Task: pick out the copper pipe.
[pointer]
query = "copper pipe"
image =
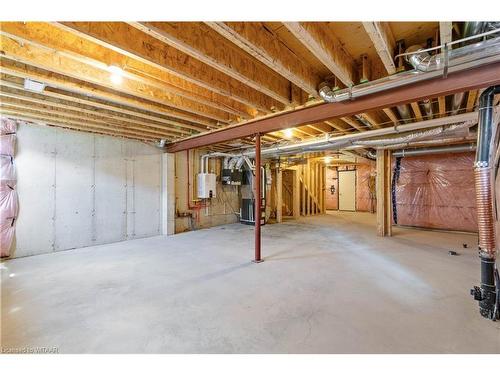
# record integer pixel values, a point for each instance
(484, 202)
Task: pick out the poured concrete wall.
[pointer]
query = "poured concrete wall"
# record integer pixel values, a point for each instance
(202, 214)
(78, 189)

#### [Work instructions]
Put each line of the rows above into a JSON list of strings, one string per line, leaving out blank lines and the pictures.

#### [Solution]
[
  "Task: pick out the copper pipe.",
  "[pointer]",
  "query = \"copper pipe\"",
  "image =",
  "# record integer pixel values, a point for each instance",
  "(484, 202)",
  "Task: pick out the poured concrete wall.",
  "[pointer]",
  "query = \"poured concrete wall\"",
  "# record integer pixel values, a point for each instance",
  "(202, 214)",
  "(78, 189)"
]